> Tasks for this exercise:
1: Please reproduce the passage of the shared ownership article between "Smith: There is" and "of shared ownership.", inclusive.
2: Which organizations does the shared ownership article give for the people in the back row of the panel photo?

> Text:
Shared responsibility: How to help shared ownership reach its potential

UNP MS 34132 Legal & General 03

Front: (L to R) Marilyn DiCara, Moat; Louisa Sedgwick, Leeds Building Society; Paul Broadhead, Building Societies Association            

Back: (L to R) Mark Porter, TMP Sherwins; Pacian Andrews, Homes and Communities Agency; Jamie Ratcliff, Greater London Authority; Peter Williams, Imla; and Stephen Smith, Legal & General

Experts say shared ownership could alleviate the housing crisis but the sector needs a makeover in both image and  communication

The Government has put shared ownership front and centre of its plan to get more people on the housing ladder. It wants to build thousands more shared-owner homes and last month in its Autumn Statement set out ambitious plans for 135,000 new properties by 2021.

Mortgage Strategy, in association with Leeds Building Society, invited some of the most influential figures in the shared-ownership sector to a venue in central London last month ahead of the Autumn Statement. Seated around a table, eight representatives of lenders, housing associations, brokers and the Government discussed the generally negative perception of shared ownership and ideas for boosting its appeal.

Some suggested the sector should be repackaged for the modern age as housing tenure continues to evolve significantly. Others said a makeover was long overdue and responsibility should now lie with one organisation.

The Government is seeking private investment in the sector and wants to greatly boost supply. With renting on the rise and owner-occupation on the slide, shared ownership is viewed by some as a happy medium.

The following questions were put to the invited panel:

Is there a negative perception of shared ownership?

Sedgwick: We did a study at the end of last year for first-time buyers involved in any part of the process. The majority had saved and saved to get on the housing ladder but only 10 per cent had even thought about shared ownership, which is phenomenal.

Broadhead: Given that one of the biggest barriers to first-time buyers is the deposit, this should be right up their street. Why haven’t they thought of it? Have they not heard of it? Or do they think it is for key workers or special cases, so they self-select against it?

Smith: There is an element of that. We did a survey with Shelter a number of years ago about ordinary properties and shared-ownership properties. It made for depressing reading as, in most parts of the country, people on average incomes could not afford an average house. They couldn’t even afford a modest share of shared ownership.

> Listing:
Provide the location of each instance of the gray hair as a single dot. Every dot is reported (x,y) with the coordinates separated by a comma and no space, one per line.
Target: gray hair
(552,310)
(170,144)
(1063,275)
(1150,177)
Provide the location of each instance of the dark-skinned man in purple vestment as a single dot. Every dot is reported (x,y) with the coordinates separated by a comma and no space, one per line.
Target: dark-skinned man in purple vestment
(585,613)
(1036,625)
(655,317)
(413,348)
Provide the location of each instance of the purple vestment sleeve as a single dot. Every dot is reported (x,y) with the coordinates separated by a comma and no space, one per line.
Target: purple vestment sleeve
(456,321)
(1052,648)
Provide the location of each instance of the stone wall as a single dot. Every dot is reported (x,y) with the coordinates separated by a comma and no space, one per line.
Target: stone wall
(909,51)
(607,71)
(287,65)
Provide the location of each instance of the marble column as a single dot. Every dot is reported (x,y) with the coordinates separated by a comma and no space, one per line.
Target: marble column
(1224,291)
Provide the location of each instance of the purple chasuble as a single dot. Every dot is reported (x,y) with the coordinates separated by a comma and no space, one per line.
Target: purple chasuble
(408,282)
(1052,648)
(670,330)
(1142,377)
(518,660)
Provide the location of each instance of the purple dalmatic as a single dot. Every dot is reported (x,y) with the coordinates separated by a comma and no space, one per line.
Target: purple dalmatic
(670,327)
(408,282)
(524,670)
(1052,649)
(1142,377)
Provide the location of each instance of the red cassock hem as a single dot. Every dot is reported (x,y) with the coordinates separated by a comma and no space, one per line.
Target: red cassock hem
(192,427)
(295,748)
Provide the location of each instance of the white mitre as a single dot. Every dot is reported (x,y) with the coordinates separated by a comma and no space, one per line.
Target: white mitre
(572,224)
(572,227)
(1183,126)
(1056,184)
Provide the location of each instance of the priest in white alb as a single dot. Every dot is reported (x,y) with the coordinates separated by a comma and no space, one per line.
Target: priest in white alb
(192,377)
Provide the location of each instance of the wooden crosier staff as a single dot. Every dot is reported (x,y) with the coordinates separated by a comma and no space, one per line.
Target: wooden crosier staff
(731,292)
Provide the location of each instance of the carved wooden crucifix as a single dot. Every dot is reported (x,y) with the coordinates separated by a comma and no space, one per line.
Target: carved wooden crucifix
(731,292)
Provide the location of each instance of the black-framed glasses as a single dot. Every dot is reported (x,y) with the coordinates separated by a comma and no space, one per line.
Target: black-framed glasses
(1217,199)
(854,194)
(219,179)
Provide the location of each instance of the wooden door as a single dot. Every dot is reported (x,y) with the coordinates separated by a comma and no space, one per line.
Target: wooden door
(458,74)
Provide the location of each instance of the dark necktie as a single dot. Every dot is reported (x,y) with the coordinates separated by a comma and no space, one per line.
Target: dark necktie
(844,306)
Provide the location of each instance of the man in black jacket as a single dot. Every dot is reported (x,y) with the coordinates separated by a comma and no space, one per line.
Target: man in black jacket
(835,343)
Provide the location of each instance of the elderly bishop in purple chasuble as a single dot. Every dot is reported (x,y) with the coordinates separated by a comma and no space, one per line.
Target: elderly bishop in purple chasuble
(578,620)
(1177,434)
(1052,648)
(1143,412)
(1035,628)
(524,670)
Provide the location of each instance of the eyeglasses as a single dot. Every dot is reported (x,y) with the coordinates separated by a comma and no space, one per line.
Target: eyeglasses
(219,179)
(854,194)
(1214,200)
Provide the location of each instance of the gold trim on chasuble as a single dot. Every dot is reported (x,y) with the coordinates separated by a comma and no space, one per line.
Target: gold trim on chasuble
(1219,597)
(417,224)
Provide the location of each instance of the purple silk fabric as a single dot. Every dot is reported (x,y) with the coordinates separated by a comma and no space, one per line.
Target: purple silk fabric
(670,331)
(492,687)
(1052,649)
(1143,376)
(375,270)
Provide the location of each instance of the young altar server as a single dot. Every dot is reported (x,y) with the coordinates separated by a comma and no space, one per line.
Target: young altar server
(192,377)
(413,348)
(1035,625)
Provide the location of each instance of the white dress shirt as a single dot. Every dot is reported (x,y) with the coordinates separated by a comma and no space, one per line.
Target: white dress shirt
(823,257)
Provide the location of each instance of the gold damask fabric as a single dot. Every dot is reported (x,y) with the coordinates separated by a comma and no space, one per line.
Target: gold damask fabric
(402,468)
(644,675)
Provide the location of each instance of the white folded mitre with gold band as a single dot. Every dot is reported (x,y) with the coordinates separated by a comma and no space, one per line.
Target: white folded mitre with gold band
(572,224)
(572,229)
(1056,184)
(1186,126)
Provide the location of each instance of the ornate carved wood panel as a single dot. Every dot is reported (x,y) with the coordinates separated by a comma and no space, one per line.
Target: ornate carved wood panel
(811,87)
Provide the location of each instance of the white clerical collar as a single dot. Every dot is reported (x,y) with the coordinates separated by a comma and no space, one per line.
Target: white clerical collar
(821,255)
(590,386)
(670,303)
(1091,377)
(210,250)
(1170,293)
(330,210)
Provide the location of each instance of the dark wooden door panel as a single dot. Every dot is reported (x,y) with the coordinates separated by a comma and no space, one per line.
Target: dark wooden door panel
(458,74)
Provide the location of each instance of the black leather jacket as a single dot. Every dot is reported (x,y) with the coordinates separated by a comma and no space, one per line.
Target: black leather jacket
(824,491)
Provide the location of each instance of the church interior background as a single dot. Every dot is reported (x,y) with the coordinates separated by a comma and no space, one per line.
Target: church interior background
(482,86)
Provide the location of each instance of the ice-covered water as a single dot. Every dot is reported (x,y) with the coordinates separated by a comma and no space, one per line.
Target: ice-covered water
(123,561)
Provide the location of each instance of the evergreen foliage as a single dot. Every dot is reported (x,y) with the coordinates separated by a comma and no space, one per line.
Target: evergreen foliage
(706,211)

> Solved tasks:
1:
Smith: There is an element of that. We did a survey with Shelter a number of years ago about ordinary properties and shared-ownership properties. It made for depressing reading as, in most parts of the country, people on average incomes could not afford an average house. They couldn’t even afford a modest share of shared ownership.

2:
TMP Sherwins
Homes and Communities Agency
Greater London Authority
Imla
Legal & General